EXERCISE:
What the task needs is the data below, written out verbatim.

*** SOURCE RECORDS ***

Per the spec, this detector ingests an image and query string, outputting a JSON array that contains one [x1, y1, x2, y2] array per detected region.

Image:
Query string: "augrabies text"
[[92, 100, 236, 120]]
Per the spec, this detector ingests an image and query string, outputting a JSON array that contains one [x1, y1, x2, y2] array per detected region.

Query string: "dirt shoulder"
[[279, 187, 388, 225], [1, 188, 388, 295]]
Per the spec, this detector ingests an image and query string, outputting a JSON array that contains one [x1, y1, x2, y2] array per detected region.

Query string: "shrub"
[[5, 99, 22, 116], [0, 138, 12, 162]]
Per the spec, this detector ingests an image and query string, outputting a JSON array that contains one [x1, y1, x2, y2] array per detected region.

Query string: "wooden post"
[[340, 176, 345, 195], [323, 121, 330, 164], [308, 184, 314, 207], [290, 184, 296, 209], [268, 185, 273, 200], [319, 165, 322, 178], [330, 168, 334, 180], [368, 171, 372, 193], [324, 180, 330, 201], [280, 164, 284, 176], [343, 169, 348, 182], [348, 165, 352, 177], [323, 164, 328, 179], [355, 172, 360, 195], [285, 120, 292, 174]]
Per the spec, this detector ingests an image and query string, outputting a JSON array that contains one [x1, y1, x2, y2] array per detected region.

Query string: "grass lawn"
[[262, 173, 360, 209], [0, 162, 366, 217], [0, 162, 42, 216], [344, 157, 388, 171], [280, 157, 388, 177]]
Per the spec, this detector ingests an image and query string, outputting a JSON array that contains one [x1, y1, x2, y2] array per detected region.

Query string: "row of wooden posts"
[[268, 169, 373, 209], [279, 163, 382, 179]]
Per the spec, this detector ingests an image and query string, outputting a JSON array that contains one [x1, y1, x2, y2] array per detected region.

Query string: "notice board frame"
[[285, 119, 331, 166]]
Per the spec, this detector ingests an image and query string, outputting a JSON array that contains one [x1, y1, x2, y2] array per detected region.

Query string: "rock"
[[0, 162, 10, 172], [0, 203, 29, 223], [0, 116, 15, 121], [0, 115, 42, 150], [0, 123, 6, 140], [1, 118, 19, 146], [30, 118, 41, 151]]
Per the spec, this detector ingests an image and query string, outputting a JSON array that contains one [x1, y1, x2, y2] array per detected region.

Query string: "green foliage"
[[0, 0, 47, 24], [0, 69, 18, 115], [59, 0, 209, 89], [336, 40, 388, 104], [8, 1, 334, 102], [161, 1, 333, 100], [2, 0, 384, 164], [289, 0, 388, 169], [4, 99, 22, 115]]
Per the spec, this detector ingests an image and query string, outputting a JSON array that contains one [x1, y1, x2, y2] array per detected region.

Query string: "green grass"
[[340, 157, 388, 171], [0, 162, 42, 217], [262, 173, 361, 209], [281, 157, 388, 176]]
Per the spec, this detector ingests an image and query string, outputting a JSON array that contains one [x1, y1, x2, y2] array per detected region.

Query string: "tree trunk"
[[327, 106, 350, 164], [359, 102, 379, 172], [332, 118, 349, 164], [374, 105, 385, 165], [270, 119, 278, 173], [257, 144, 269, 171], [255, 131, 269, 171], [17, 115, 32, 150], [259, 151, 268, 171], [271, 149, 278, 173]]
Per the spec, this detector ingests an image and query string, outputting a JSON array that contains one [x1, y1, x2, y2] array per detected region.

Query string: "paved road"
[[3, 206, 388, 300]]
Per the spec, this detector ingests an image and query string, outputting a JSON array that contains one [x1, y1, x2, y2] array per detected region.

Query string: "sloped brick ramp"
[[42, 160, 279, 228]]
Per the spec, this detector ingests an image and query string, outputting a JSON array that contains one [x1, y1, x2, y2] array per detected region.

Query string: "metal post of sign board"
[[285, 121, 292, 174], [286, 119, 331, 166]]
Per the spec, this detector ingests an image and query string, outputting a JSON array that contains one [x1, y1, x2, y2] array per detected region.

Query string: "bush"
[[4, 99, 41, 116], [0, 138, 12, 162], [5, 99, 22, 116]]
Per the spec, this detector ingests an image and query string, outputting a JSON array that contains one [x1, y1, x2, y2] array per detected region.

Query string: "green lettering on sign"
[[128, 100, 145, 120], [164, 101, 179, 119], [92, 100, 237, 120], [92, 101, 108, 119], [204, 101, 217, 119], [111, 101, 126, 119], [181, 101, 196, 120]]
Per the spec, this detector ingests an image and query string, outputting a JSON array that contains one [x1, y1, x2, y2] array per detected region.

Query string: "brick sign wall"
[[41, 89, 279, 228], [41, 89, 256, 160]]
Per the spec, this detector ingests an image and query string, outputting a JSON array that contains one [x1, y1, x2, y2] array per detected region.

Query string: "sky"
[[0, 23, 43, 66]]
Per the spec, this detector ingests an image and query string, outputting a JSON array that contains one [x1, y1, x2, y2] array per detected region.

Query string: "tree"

*** End of SOURCE RECORDS ***

EXERCISE RESPONSE:
Per the spec, this detector ingests an image and query string, outputting a JSON array that contains one [x1, y1, x2, y2] array per detected region.

Image:
Query string: "augrabies text"
[[92, 100, 236, 120]]
Per the spec, this detector ingests an image and query string, outputting a JSON array that contains one [x1, y1, x2, y2] array per detected region.

Query string: "dirt shoulder"
[[279, 187, 388, 225], [1, 188, 388, 295]]
Per the spec, this detector ingests an image and query string, outputting a JSON array that contains one [x1, y1, x2, y2] array per detected region.

Query string: "shrub"
[[5, 99, 22, 116], [0, 138, 12, 162]]
Per the spec, this detector ingests an image and query string, outputting a JSON array that contains one [x1, y1, x2, y2] array per detected region.

Query string: "wooden post"
[[340, 176, 345, 195], [323, 121, 330, 164], [308, 184, 314, 207], [290, 184, 296, 209], [268, 185, 273, 200], [319, 165, 322, 178], [330, 168, 334, 180], [368, 171, 372, 193], [324, 180, 330, 201], [280, 164, 284, 176], [343, 169, 348, 182], [348, 165, 352, 177], [323, 164, 328, 179], [355, 172, 360, 195], [285, 120, 292, 174]]
Per the spec, this detector ingests an image and query string, outputting a JSON array that contains one [x1, y1, x2, y2] array per detected region.

Query string: "grass lawn"
[[262, 173, 360, 209], [0, 162, 366, 217], [0, 162, 42, 216], [344, 157, 388, 171], [280, 157, 388, 177]]
Per the spec, this detector ingests an image and query string, outputting a JSON array that contains one [x1, y1, x2, y2] array per detected region.

Query string: "row of wooden posts"
[[268, 169, 373, 209], [279, 163, 382, 179]]
Per the spec, this detector ingests an image and query string, outputting a JSON array that contains one [x1, y1, x2, y2] array per detected region.

Query string: "notice board frame"
[[285, 119, 331, 166]]
Per the spec, this detector ingests an image and query string, outputting a JSON array that contains one [x1, y1, x2, y2] array per detected region.

Query string: "rock"
[[0, 162, 10, 172], [0, 203, 29, 223], [0, 116, 15, 121], [0, 115, 42, 150], [0, 123, 6, 140], [1, 118, 19, 146], [30, 118, 41, 151]]
Per the spec, this detector ingests an image and query string, outputting a JSON array that contains one [x1, y1, x2, y2] array per detected region.

Query string: "green foliage"
[[0, 0, 47, 24], [0, 69, 18, 115], [59, 0, 209, 89], [336, 40, 388, 104], [8, 1, 334, 102], [161, 1, 333, 100], [2, 0, 384, 164], [289, 0, 388, 169], [4, 99, 22, 115]]
Per the spec, this detector ingests an image and query string, outputting a JSON array that contains one [x1, y1, x2, y2] array per detected region.

Query string: "green grass"
[[340, 157, 388, 171], [0, 162, 42, 217], [262, 173, 361, 209], [281, 157, 388, 176]]
Per the spec, this detector ingests an image and query string, outputting a JSON array that contains one [x1, y1, x2, y2] array per detected region.

Query string: "tree trunk"
[[327, 106, 350, 164], [359, 102, 379, 172], [332, 118, 349, 164], [374, 105, 385, 165], [270, 119, 278, 173], [257, 144, 269, 171], [255, 131, 269, 171], [17, 115, 32, 150], [259, 151, 268, 171], [271, 149, 278, 173]]
Per the spec, this detector ingests an image and query string, outputting a JSON array that contains one [x1, y1, x2, y2] array per detected region.

Query string: "paved road"
[[3, 206, 388, 300]]
Per the spec, this detector ingests an image and query string, outputting a JSON array that contains one [x1, y1, x2, y2] array per detected region.

Query string: "sloped brick ramp"
[[42, 160, 279, 228]]
Per the spec, this detector ingests an image and query string, outputting a JSON array that contains one [x1, y1, x2, y2] array per detected region.

Query string: "metal post of sign board"
[[285, 121, 292, 174], [286, 119, 331, 166]]
Per the spec, this detector ingests an image and query string, outputting a JSON array that contains one [x1, y1, x2, y2] array per detected region.

Query string: "bush"
[[4, 99, 41, 116], [0, 138, 12, 162], [5, 99, 22, 116]]
Per the spec, this detector ingests an image and query string, outputting a JSON array that contains one [x1, y1, x2, y2] array per detected region.

Query string: "green lettering on sign"
[[128, 100, 145, 120], [164, 101, 179, 119], [92, 100, 237, 120], [92, 101, 108, 119], [204, 101, 217, 119], [111, 101, 126, 119], [181, 101, 196, 120]]
Per the spec, this detector ingests an image and query string, outputting a JSON array that contains one [x1, y1, x2, y2] array per detected region.

Query string: "brick sign wall"
[[41, 89, 279, 228], [41, 89, 256, 160]]
Per the spec, this detector ingests an image and query string, outputting a JSON array that contains one [x1, y1, x2, y2] array per detected region.

Query string: "sky"
[[0, 23, 43, 66]]
Per the spec, this detector ingests an image and query string, outputting a JSON array that contains one [x1, y1, x2, y2] array per detected region.

Query string: "tree"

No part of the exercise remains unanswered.